## [Exercice proposé 1]
Recopiez le passage de l'extrait sur le roman de Hela Jenayah, de « Une rencontre rare, un » à « de l’âme humaine. ».
## [Exercice proposé 2]
Répondez aux questions suivantes à partir de l'extrait sur le roman de Hela Jenayah.
(a) Quel club a organisé la rencontre littéraire à Nabeul ?
(b) Pour quelle raison Hope a-t-elle été expulsée du paradis ?
(c) En quoi l'héroïne se transforme-t-elle après avoir été transpercée par la flèche de son bourreau ?

## [Extrait du texte]
▬▬▬

Une rencontre rare, un éclairage sensible, vibrant, où philosophes, scientifiques (Einstein et Tesla) et poètes mystiques (Rûmi, Tagore, G.K. Gibran)…, dans une quête de sens, se sont entrelacés pour rappeler que l’espoir, même transpercé, blessé jusqu’à l’extrême, ne meurt jamais.
Lors d’une récente rencontre littéraire organisée par le Club culturel Sidi Mahrsi à Nabeul, l’œuvre de Hela Jenayah, La quête de l’espoir sublime, a été au cœur d’une présentation chaleureuse et inspirée qui a profondément touché l’assistance. Son deuxième roman s’impose comme une allégorie puissante du parcours de l’âme humaine.
Hope, ange déchu expulsé du paradis pour avoir rêvé d’un amour interdit, devient l’héroïne d’un voyage initiatique où la douleur se transforme peu à peu en lumière. Hope entame un périple semé d’épreuves et de désillusions, une véritable odyssée intérieure où l’épreuve devient passage, et la chute, prélude à une ascension éclatante. A travers les chutes, les blessures et la perte, le récit dévoile une lente conquête de soi.
L’héroïne, transpercée par la flèche de son bourreau, ne sombre pas : elle renaît, s’élève, se transforme en étoile flamboyante. Le symbole est puissant : l’élévation véritable naît souvent de l’épreuve la plus obscure. Ce voyage intérieur que nous propose l’autrice est un cri lucide sur le monde. Le texte est hybride : à la frontière du roman, de l’essai philosophique et de la méditation poétique. C’est le récit d’une narratrice confrontée à une crise existentielle et décidée à transformer ses blessures en force. A travers des fragments, des réflexions et des élans poétiques, l’autrice interroge la condition humaine, le rôle de la femme, la spiritualité, la mémoire et la liberté.

▬▬▬

## [Données présentées]

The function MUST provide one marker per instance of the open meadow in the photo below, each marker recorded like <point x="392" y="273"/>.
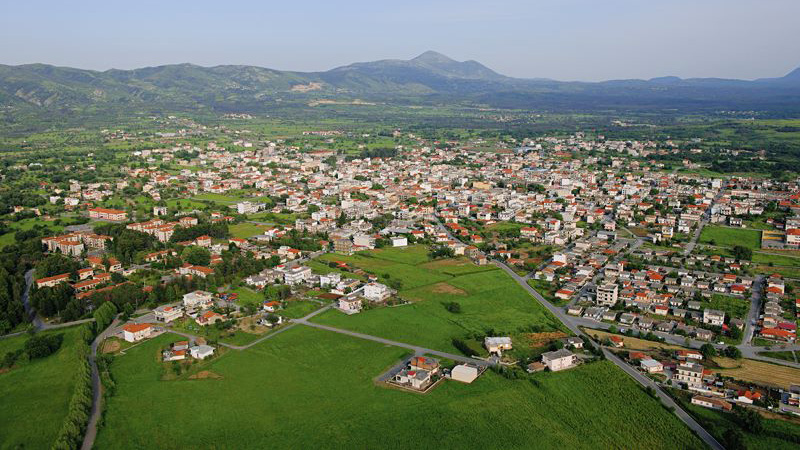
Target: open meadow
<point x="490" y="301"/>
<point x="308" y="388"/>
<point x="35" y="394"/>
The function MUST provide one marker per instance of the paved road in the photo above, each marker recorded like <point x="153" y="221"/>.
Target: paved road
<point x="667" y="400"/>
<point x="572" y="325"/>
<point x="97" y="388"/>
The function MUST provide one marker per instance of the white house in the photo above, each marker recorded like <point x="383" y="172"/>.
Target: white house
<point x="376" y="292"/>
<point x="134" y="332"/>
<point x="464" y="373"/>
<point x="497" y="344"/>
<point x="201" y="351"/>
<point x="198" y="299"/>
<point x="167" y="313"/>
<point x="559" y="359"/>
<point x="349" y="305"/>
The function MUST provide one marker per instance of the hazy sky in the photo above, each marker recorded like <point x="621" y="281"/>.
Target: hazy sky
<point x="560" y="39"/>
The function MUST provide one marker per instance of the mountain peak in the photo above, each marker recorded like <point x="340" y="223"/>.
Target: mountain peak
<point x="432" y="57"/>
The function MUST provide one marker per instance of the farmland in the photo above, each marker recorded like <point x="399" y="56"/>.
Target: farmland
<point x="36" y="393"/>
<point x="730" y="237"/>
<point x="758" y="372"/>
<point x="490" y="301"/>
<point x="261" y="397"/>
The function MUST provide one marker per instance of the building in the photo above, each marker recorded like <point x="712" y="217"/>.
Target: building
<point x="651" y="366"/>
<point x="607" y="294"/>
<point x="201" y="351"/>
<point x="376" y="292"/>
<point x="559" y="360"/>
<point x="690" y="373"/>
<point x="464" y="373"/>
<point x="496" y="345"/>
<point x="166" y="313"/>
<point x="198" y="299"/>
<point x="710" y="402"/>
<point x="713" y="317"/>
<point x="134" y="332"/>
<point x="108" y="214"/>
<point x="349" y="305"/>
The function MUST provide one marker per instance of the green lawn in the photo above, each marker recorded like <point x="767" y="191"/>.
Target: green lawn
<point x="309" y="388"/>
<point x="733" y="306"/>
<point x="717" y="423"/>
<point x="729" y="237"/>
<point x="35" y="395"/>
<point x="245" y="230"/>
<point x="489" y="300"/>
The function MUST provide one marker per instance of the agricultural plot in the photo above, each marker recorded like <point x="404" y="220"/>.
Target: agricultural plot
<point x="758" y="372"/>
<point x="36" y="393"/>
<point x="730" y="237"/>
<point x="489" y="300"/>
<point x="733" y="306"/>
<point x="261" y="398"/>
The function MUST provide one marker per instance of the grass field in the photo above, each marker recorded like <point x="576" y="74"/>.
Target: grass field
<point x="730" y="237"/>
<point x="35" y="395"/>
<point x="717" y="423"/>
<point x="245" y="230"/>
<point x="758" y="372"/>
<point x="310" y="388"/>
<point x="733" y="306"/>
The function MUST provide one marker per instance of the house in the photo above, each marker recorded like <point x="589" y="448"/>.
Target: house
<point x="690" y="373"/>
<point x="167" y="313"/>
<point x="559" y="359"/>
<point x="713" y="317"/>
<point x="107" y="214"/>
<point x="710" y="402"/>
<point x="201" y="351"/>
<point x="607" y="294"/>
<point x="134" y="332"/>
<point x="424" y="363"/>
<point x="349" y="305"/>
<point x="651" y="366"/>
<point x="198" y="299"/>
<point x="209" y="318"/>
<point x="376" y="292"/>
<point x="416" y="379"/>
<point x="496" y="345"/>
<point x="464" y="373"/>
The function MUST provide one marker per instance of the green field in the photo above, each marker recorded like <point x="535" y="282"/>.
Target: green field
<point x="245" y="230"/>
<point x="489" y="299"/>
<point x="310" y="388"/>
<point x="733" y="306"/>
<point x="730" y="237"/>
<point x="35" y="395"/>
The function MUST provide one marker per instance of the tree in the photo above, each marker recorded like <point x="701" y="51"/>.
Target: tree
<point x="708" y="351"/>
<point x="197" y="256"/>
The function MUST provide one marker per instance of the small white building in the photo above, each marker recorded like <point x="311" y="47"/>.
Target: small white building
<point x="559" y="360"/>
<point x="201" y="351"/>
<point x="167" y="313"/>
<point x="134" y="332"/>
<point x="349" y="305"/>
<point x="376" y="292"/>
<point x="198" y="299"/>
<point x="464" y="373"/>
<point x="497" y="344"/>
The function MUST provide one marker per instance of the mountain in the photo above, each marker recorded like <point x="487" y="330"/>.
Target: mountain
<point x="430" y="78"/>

▬▬▬

## [Réponse proposée 1]
Une rencontre rare, un éclairage sensible, vibrant, où philosophes, scientifiques (Einstein et Tesla) et poètes mystiques (Rûmi, Tagore, G.K. Gibran)…, dans une quête de sens, se sont entrelacés pour rappeler que l’espoir, même transpercé, blessé jusqu’à l’extrême, ne meurt jamais.
Lors d’une récente rencontre littéraire organisée par le Club culturel Sidi Mahrsi à Nabeul, l’œuvre de Hela Jenayah, La quête de l’espoir sublime, a été au cœur d’une présentation chaleureuse et inspirée qui a profondément touché l’assistance. Son deuxième roman s’impose comme une allégorie puissante du parcours de l’âme humaine.

## [Réponse proposée 2]
(a) Le Club culturel Sidi Mahrsi.
(b) Pour avoir rêvé d'un amour interdit.
(c) En étoile flamboyante.